**** Provided records

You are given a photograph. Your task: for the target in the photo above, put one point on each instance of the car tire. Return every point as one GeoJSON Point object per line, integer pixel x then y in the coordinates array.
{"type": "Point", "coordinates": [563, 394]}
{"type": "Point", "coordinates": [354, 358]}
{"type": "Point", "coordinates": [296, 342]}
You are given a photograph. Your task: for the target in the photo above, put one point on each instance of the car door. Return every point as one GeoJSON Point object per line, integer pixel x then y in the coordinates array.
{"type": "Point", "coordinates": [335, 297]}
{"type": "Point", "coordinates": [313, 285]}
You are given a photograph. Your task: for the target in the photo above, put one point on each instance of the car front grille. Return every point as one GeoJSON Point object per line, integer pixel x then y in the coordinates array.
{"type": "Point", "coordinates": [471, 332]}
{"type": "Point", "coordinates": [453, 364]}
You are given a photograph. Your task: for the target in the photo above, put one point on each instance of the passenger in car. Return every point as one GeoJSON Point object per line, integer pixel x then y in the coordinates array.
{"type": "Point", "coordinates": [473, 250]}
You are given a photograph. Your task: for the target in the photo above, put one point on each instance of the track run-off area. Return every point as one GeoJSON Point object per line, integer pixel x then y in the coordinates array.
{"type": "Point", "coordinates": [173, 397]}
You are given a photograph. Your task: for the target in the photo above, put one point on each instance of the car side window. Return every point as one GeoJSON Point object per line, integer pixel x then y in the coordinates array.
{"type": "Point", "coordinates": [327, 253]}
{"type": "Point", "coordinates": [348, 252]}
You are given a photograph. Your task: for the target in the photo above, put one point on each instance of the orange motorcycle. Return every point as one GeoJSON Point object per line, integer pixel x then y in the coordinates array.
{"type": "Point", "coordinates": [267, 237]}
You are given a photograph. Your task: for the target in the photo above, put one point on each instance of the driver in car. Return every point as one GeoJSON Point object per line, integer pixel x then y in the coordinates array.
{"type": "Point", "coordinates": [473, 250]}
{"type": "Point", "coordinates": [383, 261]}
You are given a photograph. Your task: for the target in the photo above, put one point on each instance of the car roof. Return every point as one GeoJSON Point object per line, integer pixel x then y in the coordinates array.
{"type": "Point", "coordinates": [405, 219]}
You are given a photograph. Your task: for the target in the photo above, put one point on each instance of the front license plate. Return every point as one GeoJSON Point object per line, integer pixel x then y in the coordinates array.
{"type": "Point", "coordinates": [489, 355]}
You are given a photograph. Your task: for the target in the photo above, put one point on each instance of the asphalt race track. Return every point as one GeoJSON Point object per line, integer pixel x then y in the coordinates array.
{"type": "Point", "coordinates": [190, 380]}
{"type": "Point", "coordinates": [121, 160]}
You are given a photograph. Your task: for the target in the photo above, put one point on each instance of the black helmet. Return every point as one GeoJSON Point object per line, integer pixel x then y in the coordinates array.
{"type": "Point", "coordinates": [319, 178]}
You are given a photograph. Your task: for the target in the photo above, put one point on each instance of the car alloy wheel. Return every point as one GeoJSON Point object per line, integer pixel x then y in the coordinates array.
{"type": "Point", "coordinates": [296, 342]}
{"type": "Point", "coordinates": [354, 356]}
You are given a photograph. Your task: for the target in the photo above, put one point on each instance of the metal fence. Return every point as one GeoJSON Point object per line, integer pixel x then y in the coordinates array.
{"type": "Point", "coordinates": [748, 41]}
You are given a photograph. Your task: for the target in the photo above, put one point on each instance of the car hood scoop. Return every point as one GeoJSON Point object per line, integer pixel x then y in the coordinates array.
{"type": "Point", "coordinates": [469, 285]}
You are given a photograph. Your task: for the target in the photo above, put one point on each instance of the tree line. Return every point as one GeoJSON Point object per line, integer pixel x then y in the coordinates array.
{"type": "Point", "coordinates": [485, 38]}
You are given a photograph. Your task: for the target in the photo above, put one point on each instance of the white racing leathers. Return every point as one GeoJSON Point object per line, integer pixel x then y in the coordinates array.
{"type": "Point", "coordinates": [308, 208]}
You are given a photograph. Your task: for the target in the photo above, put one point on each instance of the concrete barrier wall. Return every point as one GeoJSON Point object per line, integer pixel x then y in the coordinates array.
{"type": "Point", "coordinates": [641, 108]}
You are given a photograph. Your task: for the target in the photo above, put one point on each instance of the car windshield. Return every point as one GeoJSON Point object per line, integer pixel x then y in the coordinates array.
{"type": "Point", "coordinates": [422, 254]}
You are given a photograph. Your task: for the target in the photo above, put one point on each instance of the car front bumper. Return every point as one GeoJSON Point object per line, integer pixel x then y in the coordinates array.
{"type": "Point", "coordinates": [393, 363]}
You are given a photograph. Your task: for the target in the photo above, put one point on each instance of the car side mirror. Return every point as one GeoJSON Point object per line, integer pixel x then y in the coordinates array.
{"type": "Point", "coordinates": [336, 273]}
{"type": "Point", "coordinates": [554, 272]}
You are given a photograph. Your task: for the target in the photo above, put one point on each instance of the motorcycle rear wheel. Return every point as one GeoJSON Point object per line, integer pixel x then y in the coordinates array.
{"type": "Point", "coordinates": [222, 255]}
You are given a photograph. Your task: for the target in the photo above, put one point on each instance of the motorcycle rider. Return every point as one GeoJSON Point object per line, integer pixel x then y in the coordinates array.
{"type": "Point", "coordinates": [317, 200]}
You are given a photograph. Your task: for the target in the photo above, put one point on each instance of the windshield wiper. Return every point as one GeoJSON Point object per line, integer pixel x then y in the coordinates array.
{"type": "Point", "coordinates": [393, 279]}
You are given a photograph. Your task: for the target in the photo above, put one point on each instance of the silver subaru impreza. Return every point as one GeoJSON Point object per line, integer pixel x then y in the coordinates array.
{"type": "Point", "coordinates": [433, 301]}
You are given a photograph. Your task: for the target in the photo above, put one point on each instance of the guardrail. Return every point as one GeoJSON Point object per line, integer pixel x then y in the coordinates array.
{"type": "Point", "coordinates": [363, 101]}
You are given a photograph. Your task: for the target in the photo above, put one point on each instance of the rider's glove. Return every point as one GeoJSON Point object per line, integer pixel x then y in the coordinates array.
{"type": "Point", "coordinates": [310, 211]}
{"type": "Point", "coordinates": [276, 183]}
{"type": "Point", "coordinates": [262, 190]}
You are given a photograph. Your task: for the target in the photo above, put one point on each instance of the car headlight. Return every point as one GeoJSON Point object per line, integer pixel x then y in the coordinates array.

********

> _Work required_: The answer should consist of every record above, copied exactly.

> _Written answer_:
You are given a photograph. Your task: for the target in the photo above, put one point on each instance of the car tire. Return every point as one GeoJSON Point object per line, integer pixel x then y in the coordinates array.
{"type": "Point", "coordinates": [563, 394]}
{"type": "Point", "coordinates": [354, 358]}
{"type": "Point", "coordinates": [296, 342]}
You are given a photograph. Your task: for the target in the photo above, put one point on each instance of the car door. Return every point as one GeoJSON Point object per line, integer pixel x then y in the coordinates array.
{"type": "Point", "coordinates": [335, 297]}
{"type": "Point", "coordinates": [313, 285]}
You are given a photograph. Your task: for the target in the photo above, put one point on each instance of the car front grille. Return every point as one GeoJSON Point object per line, integer pixel x then y in the coordinates array.
{"type": "Point", "coordinates": [471, 332]}
{"type": "Point", "coordinates": [453, 364]}
You are given a photograph. Your task: for the target in the photo above, put one point on each instance of the passenger in car. Return every point as one GeoJSON Point object per line, integer pixel x then y in the coordinates array.
{"type": "Point", "coordinates": [473, 250]}
You are given a photograph. Your task: for the target in the photo above, put one point on each instance of the track run-off area. Return every point as one GeoJSON Point object per line, integer pixel x then y in the coordinates array.
{"type": "Point", "coordinates": [173, 397]}
You are given a photograph. Your task: for the target in the photo above, put one point on each instance of the car side window. Return every point as one GeoJSON Point object per line, integer pixel x then y in the coordinates array.
{"type": "Point", "coordinates": [327, 253]}
{"type": "Point", "coordinates": [348, 252]}
You are given a photograph. Your task: for the target in the photo above, put one point on each instance of the orange motorcycle. Return every point as one GeoJSON Point object per line, integer pixel x then y in the coordinates array.
{"type": "Point", "coordinates": [267, 237]}
You are given a photograph. Your task: for the target in the photo above, put one point on each instance of the driver in car. Return every point as one GeoJSON Point object per line, integer pixel x then y in the coordinates array.
{"type": "Point", "coordinates": [473, 250]}
{"type": "Point", "coordinates": [383, 261]}
You are given a photograph. Your task: for the target in the photo above, put one point on each instance of the car roof. Return every point as one GeoJSON Point object per line, integer pixel x then y in the coordinates array.
{"type": "Point", "coordinates": [405, 219]}
You are given a photograph. Your task: for the target in the photo above, put one point on each instance of the front license plate. Return every point as one GeoJSON Point object per line, integer pixel x then y in the coordinates array.
{"type": "Point", "coordinates": [489, 355]}
You are given a photograph. Your task: for the target in the photo above, put one point on each instance of the asphalt race track. Return every point as one GeoJSON Point object per line, integer pixel x then y in the coordinates array.
{"type": "Point", "coordinates": [190, 380]}
{"type": "Point", "coordinates": [121, 160]}
You are given a photograph. Your task: for the target in the photo above, put one point on each instance of the black helmet. Return every point as one GeoJSON Point object per line, integer pixel x then y in the coordinates array.
{"type": "Point", "coordinates": [319, 178]}
You are given a photograph. Your task: for the target in the photo above, put one point on each instance of the car alloy wheel. Return every point as one GeoJSON Point object per line, integer pixel x then y in the coordinates array.
{"type": "Point", "coordinates": [296, 342]}
{"type": "Point", "coordinates": [354, 356]}
You are given a photograph. Your task: for the target in the photo above, put one point on each instance of the metal fence. Return every point as one GeoJSON Point object per line, integer pixel x then y in the coordinates array.
{"type": "Point", "coordinates": [748, 41]}
You are given a photograph. Your task: for the target in the photo above, put one point on each instance of the car hood scoop. Return every point as one GeoJSON Point object per line, integer pixel x then y in the coordinates array.
{"type": "Point", "coordinates": [469, 285]}
You are given a photograph. Your task: for the target in the photo above, put one point on each instance of the tree line. Return every point as one GeoJSON Point object per line, integer pixel x then y in the coordinates array.
{"type": "Point", "coordinates": [485, 38]}
You are given a photograph. Your task: for the target in the photo above, put one point on each instance of the white racing leathers. Return every point as one GeoJSON Point object per line, integer pixel x then y in the coordinates array.
{"type": "Point", "coordinates": [308, 208]}
You are given a photograph. Your task: for the target in the photo above, put one point on each instance of the concrete barrier wall. Return every point as one GeoJSON Point object per line, integer pixel x then y in the coordinates array.
{"type": "Point", "coordinates": [641, 108]}
You are given a photograph. Your task: for the target in the photo above, put one point on each instance of the car windshield. Return every point as one GeoJSON Point object per line, integer pixel x then y in the coordinates array.
{"type": "Point", "coordinates": [422, 254]}
You are given a photograph. Your task: for the target in the photo above, put one point on each instance of the car front bumper. Return every point as one GeoJSON Point object per line, integer pixel x then y in the coordinates array.
{"type": "Point", "coordinates": [393, 363]}
You are given a photograph. Your task: for the target in the photo above, put one point on each instance of the car side mirror. Return every point as one GeoJSON Point object per line, integer pixel x then y in the coordinates array.
{"type": "Point", "coordinates": [336, 273]}
{"type": "Point", "coordinates": [554, 272]}
You are given a photograph. Your task: for the target in the photo above, put one point on each instance of the motorcycle rear wheel. Return every point as one GeoJSON Point object per line, integer pixel x then y in the coordinates array.
{"type": "Point", "coordinates": [222, 255]}
You are given a photograph. Your task: for the target in the photo above, put one point on each instance of the motorcycle rider. Return every point as one GeoJSON Point object per line, integer pixel x then y in the coordinates array.
{"type": "Point", "coordinates": [317, 200]}
You are given a photograph. Your task: for the target in the photo above, put one point on each instance of the windshield wiper. Return every point as one GeoJSON Point object per line, integer pixel x then y in the coordinates array.
{"type": "Point", "coordinates": [393, 279]}
You are given a photograph. Your task: for the target in the photo above, put one point on each instance of the silver subaru impreza. Return every point as one GeoJSON Point object per line, integer pixel x then y in the coordinates array.
{"type": "Point", "coordinates": [433, 301]}
You are given a photograph. Your task: for the target in the photo above, put one point on each instance of the guardrail. Return every point as one GeoJSON Point object per line, integer pixel x then y in the coordinates array.
{"type": "Point", "coordinates": [363, 101]}
You are given a photograph. Your task: for the target in the photo above, put one point on each instance of the rider's glove. Return every point as one GeoJSON Point object per line, integer pixel x then y in the coordinates array.
{"type": "Point", "coordinates": [310, 211]}
{"type": "Point", "coordinates": [276, 183]}
{"type": "Point", "coordinates": [262, 190]}
You are given a photograph. Your task: for the target in the photo above, put one point on each instance of the car headlight. Return every point as one GeoJSON Point object per line, integer pixel x then y in the coordinates array.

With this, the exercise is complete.